#### [WHAT THE TASK REQUIRES]
Continue the personal account of growing up in Emporia, Virginia, starting right after its final sentence.

Growing up in Emporia, a small town in southside Virginia which derives its significance from nearby Interstate 95, has been one of my greatest blessings. Free of the crime and decay of a large urban area, Emporia offers a conducive environment in which to learn traditional values and common sense ethics; yet it is not so rural as to have isolated me from the rest of world and made me naive of its more sinister aspects. Emporia embodies the best of the city and country: as a youngster there, I could visit the shopping center, see a movie, play baseball, go fishing, explore the woods, and tour a farm all within 15 minutes. What I cherish most about southside Virginia is that extended family members live near each other. My grandmother and two of her siblings still live on their father's farm. Because they work hard, eat right, and live by strong moral convictions, people in southside live longer, too, a benefit which has enabled me to know five great-grandparents, three grandparents, and hundreds of uncles, aunts, and cousins. Yet in the midst of my beloved community which still honors the wisdom of tradition, the holiness of God, and the love of family, an insidious force continues to permeate our way of life.
My great-grandmother died last February after suffering through a series of strokes for two years. Granny was the last of my great-grandparents, and I felt fortunate to have known her for nineteen years. She was the matriarch of our family, having eight children, 20 grandchildren, and countless great-grandchildren whom she loved dearly. We grieved at having to watch Granny deteriorate and suffer for so long. Her children, adhering to their sense of family obligation, could not put her in a nursing home because they saw that as abandonment. Instead, they hired a woman named Irene to live with Granny during the week while the children alternated taking care of her on the weekends. But Granny was a long suffering victim of her own prejudice, and even on her death bed she found it difficult to live with Irene bcause she was black. One day Granny even slapped her, but Irene rose above it. I think she pittied Granny as much as we did.

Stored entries
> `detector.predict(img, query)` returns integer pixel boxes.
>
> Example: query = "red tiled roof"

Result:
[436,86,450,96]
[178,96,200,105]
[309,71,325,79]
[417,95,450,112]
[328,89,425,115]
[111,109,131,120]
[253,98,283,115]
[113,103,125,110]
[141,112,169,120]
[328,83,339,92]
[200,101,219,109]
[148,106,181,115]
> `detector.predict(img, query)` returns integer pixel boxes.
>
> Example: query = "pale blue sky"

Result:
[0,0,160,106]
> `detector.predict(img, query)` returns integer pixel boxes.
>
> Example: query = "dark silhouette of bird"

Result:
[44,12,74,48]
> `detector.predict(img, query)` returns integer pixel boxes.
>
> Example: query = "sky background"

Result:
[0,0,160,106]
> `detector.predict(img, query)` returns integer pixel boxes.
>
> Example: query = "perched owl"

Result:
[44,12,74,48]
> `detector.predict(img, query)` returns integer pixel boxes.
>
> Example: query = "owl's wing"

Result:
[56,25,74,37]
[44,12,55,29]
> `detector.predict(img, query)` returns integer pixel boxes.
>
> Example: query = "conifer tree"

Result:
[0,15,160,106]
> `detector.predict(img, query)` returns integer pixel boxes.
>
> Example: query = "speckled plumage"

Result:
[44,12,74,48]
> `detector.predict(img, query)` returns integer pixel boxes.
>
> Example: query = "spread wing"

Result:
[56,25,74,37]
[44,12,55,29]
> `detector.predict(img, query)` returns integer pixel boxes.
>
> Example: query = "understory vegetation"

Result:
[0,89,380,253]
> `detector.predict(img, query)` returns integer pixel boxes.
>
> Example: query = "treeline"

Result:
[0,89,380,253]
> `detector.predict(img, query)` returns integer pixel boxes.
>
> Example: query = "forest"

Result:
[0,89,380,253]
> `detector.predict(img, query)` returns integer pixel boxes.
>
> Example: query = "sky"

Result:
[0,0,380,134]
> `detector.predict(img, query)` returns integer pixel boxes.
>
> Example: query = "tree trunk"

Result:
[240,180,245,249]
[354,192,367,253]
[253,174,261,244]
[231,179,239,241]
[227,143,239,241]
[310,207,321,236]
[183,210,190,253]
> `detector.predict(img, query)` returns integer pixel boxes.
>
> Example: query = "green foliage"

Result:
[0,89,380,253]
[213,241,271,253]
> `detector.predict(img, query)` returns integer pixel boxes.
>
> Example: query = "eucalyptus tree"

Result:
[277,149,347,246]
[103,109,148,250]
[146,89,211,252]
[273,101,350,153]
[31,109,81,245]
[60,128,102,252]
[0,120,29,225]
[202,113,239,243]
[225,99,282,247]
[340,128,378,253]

#### [ANSWER FOR THE TASK]
The racism of southside Virginia first disrupted my life during my early school years. My best friend in first grade was Tony Walker; I am not even sure I realized he was black at the time-- probably because it did not matter. No two boys have ever laughed together as much or played as many games of slap-jack and war. My mother says that during first grade when I entered the hospital with chest pains, Tony came to see me every day to say that he missed me. We remained close through second and third grade, but by the fourth grade we began to grow apart because different socioeconomic backgrounds segregated us into different classrooms. The influence of my parent's educational and financial background was enough to make my placement test scores significantly different from Tony's. This artificial separation ended what might have been a lifelong friendship.
As I continued through school, I made more black friends, but my relationship with them was different: I was consciouly aware that they were black. Awareness of the history of race relations in the United States and conscious efforts to teach me that blacks and whites have the same rights, corrupted my innocent acceptance of my black classmates as people. Knowledge did not liberate me but made me captive to the unnatural mode of thinking in which I thought "black" before I thought "person".
In the eighth grade I became unhappy with the public junior high school because the teachers could not teach while disciplining juvenile delinquents, both black and white, who were two to three years older than I. My parents noticed the change in me immediately and suggested that I change schools. In a county with one junior high school, the logical alternative was Brunswick Academy, a private school in nearby Brunswick county. My parents did not wholly approve of the academy because its origins wre part of Virginia's "massive resistance" to desegreation in the 1960s. The school did have other minority students enrolled, but a black student had never walked its halls. After considerable deliberations, however, my parents and I decided that after Thanksgiving I would enroll at Brunswick Academy because of the educational benefits it offered.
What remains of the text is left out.